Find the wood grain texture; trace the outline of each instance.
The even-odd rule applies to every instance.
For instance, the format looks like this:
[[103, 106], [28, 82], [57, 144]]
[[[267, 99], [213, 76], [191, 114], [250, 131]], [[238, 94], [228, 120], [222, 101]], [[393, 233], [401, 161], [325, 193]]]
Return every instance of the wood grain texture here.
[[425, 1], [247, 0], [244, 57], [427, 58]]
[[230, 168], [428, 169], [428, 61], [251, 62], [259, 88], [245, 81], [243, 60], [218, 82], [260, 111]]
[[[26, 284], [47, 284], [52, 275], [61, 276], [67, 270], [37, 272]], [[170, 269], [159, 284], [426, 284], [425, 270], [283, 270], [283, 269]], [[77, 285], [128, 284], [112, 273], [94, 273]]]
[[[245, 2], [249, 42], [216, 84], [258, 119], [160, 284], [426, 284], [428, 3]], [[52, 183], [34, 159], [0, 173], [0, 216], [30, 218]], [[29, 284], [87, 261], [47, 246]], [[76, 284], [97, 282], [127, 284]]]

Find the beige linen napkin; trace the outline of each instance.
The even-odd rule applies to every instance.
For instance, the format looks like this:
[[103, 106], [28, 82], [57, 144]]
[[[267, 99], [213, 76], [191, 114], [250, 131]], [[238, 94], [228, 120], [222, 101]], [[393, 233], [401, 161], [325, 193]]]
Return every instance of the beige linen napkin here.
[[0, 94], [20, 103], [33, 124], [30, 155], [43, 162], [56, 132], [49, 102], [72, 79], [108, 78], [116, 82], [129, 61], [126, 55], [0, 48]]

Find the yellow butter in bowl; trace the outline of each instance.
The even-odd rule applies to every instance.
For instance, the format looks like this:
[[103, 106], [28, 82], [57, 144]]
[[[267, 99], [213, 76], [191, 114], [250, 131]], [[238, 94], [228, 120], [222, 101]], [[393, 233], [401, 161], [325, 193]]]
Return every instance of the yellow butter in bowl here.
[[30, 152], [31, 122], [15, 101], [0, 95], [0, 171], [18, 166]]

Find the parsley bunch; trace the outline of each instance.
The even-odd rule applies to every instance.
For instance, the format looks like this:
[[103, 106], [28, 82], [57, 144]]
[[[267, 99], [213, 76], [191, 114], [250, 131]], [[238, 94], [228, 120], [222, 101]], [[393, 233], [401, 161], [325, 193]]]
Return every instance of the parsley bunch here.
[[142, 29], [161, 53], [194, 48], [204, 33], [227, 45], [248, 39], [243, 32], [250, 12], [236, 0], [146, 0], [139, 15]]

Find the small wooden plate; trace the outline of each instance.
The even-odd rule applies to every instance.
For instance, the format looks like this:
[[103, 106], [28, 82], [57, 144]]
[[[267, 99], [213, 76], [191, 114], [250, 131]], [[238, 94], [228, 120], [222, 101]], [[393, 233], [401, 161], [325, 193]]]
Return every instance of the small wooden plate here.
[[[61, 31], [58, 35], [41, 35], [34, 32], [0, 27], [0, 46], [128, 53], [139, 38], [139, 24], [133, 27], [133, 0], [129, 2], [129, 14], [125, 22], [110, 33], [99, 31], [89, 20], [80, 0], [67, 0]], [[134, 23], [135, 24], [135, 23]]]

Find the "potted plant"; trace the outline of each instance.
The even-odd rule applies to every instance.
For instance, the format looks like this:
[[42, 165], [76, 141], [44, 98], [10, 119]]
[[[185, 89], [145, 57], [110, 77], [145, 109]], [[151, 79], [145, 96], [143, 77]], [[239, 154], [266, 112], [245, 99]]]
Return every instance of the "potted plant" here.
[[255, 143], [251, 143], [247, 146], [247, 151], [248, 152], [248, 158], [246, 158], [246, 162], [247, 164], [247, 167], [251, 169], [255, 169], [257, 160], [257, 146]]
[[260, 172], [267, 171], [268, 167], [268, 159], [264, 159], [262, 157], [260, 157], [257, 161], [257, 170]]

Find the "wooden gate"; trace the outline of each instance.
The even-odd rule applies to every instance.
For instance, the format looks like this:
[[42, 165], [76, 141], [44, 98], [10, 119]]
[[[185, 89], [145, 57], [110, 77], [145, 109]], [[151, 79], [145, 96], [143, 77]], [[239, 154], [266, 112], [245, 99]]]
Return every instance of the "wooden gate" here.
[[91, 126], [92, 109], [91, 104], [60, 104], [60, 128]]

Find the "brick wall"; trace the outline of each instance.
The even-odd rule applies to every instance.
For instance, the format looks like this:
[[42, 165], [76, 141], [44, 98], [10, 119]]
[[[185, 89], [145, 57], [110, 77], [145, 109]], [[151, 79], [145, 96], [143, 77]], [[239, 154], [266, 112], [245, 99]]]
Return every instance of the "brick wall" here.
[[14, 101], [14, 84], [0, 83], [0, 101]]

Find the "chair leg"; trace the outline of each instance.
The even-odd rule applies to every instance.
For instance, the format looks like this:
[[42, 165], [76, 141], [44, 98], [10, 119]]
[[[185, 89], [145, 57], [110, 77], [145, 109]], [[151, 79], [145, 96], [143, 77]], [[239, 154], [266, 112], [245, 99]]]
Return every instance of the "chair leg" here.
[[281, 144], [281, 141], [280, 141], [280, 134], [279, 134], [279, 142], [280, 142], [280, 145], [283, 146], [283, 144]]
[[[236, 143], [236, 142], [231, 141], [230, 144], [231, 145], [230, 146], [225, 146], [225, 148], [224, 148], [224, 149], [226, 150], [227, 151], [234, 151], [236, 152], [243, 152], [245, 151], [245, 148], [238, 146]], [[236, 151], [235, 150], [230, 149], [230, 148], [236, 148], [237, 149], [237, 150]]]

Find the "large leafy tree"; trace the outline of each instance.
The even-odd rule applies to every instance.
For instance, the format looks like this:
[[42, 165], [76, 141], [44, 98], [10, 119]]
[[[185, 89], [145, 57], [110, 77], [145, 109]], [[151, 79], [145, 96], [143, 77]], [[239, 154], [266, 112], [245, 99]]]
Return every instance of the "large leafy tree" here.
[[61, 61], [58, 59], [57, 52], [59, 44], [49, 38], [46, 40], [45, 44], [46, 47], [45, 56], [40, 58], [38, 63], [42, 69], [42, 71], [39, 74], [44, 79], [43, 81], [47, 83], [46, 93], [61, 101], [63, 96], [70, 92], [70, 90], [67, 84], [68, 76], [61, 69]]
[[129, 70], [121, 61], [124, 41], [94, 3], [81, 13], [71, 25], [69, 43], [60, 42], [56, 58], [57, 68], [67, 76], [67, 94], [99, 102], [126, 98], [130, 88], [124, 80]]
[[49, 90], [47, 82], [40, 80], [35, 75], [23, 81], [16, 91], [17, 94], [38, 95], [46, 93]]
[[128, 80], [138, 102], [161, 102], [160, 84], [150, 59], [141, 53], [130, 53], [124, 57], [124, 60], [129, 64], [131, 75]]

****************************************

Rescale the rows from the start through the line containing "282], [127, 284]]]", inclusive, repeating every line, requests included, but with each coordinate in the answers multiplied by 0.75 and rounded to a whole number, halves rounded up. Leave the numbers in the requests and their format samples unchanged.

Find the wood grain texture; trace the outline of each instance.
The even-odd rule applies to every instance.
For instance, the format looks like this:
[[103, 106], [28, 82], [57, 144]]
[[[267, 99], [213, 76], [191, 114], [250, 131]], [[238, 94], [228, 120], [222, 101]], [[393, 233], [401, 161], [325, 193]]]
Return every instance of the wood grain texture here.
[[319, 1], [185, 0], [183, 43], [320, 44]]
[[173, 126], [321, 127], [321, 46], [188, 47], [194, 66], [184, 61], [182, 45], [164, 62], [195, 83]]
[[[20, 213], [35, 213], [39, 206], [46, 207], [50, 203], [28, 204]], [[128, 202], [119, 213], [320, 213], [319, 203], [212, 203], [212, 202]], [[58, 214], [96, 213], [84, 205], [71, 205]]]
[[[184, 2], [187, 32], [162, 63], [194, 89], [120, 213], [320, 213], [321, 2]], [[39, 137], [26, 119], [0, 130], [0, 162], [23, 164]], [[22, 213], [65, 196], [35, 185]], [[57, 213], [73, 212], [95, 213]]]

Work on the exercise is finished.